> [SOURCE TEXT]:

━━━━━━━━

Hannah Pullen-Blasnik
Ph.D. candidate and Paul F. Lazarsfeld Fellow in the Department of Sociology, Columbia University
Hannah Pullen-Blasnik is a Ph.D. student and Paul F. Lazarsfeld Fellow in the Department of Sociology at Columbia University. She is also a Graduate Research Fellow at the Columbia Justice Lab on the Pennsylvania Solitary Study and the Rikers Island Longitudinal Study. Her primary research interests include social movements, political economy, and algorithms and technology.
Hannah is the coordinator for the Racial Capitalism Working Group at the Center for the Study of Social Difference, in charge of organizing workshops, roundtables, and events for interdisciplinary collaboration rooted in a commitment to Black radicalism, historical materialism, feminism, and anti-imperialism. She is also co-coordinator for the Sociology of Algorithms Workshop at the Institute for Social and Economic Research and Policy and volunteers with Data for Black Lives as project manager for a research team on algorithmic and technological surveillance.
Hannah is currently developing projects on the appropriation of Black Lives Matter by nonprofits and corporations during Covid-19, and transformations in the ideological state space of Black liberation organizing over the past 50 years. She is also working on research projects that aim to make algorithmic tools more transparent and build community control over their consequences. One such project investigates the biases and impact of prison intake risk assessment scores on incarceration, solitary confinement, and parole decisions. Another examines human decision-making and interpretation of algorithmic results in probabilistic DNA profiling.

━━━━━━━━

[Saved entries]
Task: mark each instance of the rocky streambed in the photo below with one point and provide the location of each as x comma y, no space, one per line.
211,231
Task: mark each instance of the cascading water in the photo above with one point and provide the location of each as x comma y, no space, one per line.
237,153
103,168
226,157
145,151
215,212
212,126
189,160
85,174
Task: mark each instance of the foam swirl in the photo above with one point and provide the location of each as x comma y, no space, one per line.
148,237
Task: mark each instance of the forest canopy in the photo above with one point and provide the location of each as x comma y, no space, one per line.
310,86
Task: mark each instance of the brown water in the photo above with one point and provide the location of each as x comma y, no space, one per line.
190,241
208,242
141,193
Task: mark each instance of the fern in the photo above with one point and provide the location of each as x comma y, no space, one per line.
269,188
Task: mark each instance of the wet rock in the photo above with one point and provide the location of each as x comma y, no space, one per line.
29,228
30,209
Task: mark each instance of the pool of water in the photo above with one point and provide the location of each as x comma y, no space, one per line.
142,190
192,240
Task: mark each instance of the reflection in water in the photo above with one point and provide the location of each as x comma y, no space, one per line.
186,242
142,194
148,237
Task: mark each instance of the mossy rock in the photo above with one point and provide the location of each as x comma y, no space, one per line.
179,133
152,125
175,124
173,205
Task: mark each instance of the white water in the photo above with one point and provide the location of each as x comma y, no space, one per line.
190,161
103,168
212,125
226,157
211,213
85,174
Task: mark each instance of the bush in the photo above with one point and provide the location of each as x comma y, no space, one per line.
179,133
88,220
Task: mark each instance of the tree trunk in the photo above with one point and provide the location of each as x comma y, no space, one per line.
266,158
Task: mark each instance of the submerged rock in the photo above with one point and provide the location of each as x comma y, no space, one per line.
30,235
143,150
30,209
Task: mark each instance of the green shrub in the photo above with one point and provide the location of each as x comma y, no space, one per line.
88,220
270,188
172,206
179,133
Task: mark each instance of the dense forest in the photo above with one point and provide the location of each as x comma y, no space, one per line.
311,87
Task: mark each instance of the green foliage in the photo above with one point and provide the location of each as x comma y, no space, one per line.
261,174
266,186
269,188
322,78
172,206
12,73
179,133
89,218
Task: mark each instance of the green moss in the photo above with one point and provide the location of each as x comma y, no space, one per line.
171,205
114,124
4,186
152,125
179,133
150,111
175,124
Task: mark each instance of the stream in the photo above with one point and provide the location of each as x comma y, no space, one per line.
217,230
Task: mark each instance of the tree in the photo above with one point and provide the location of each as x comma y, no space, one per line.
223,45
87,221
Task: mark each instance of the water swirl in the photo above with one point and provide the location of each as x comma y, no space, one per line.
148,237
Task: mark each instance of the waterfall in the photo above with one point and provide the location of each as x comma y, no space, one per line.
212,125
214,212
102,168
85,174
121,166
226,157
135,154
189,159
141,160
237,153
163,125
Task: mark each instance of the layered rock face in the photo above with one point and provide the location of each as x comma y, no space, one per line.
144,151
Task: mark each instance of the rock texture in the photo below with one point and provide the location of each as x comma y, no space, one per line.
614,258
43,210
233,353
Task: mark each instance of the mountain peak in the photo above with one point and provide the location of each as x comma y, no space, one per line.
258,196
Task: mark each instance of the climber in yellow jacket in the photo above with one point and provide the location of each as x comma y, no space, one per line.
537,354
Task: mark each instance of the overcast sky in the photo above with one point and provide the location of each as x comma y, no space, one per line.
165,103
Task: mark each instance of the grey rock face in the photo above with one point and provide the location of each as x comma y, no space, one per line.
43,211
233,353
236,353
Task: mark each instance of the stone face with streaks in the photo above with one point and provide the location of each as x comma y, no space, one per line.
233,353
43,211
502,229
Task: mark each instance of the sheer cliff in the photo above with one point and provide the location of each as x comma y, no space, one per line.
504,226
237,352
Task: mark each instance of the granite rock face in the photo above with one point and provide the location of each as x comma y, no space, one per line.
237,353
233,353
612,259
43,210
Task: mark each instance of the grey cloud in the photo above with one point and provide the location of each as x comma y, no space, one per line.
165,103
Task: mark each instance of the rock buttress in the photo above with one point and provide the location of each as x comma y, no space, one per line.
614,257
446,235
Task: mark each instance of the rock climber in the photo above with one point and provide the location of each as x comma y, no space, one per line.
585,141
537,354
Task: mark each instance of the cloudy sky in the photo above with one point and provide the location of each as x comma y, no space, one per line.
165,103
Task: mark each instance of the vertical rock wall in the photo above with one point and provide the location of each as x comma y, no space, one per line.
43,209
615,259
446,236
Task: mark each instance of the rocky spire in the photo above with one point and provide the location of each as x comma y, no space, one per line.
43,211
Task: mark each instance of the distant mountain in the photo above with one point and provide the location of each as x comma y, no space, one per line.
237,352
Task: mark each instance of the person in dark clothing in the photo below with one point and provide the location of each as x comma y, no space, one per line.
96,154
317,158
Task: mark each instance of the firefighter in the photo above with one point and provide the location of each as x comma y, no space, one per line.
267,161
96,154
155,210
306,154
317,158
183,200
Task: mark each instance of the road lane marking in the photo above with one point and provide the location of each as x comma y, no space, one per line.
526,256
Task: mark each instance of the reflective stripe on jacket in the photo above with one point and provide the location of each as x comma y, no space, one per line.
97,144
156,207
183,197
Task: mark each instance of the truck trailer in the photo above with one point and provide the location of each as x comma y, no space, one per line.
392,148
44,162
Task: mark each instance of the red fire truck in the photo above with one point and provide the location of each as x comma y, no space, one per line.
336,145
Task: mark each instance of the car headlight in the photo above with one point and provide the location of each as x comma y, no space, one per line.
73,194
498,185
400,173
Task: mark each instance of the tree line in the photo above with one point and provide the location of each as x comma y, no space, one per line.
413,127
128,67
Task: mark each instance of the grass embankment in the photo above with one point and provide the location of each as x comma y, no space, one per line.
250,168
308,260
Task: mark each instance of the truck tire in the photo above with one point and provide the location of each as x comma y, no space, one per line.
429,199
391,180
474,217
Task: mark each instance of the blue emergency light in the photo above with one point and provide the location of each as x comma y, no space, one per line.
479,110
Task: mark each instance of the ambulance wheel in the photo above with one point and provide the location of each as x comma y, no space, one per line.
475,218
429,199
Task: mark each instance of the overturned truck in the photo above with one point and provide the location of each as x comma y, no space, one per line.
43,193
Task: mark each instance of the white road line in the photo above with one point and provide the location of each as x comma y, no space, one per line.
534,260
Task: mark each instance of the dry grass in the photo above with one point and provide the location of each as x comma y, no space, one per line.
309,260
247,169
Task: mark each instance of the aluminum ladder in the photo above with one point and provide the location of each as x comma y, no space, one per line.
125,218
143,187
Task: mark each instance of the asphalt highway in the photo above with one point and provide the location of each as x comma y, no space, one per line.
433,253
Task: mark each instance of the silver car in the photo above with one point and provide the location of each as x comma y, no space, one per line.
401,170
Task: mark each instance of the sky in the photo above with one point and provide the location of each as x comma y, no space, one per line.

━━━━━━━━

> [WHAT THE EXERCISE ASKS]:
Reproduce the passage of the Hannah Pullen-Blasnik profile starting at "Hannah is currently" and ending at "probabilistic DNA profiling.".

> [RESPONSE TO THE TASK]:
Hannah is currently developing projects on the appropriation of Black Lives Matter by nonprofits and corporations during Covid-19, and transformations in the ideological state space of Black liberation organizing over the past 50 years. She is also working on research projects that aim to make algorithmic tools more transparent and build community control over their consequences. One such project investigates the biases and impact of prison intake risk assessment scores on incarceration, solitary confinement, and parole decisions. Another examines human decision-making and interpretation of algorithmic results in probabilistic DNA profiling.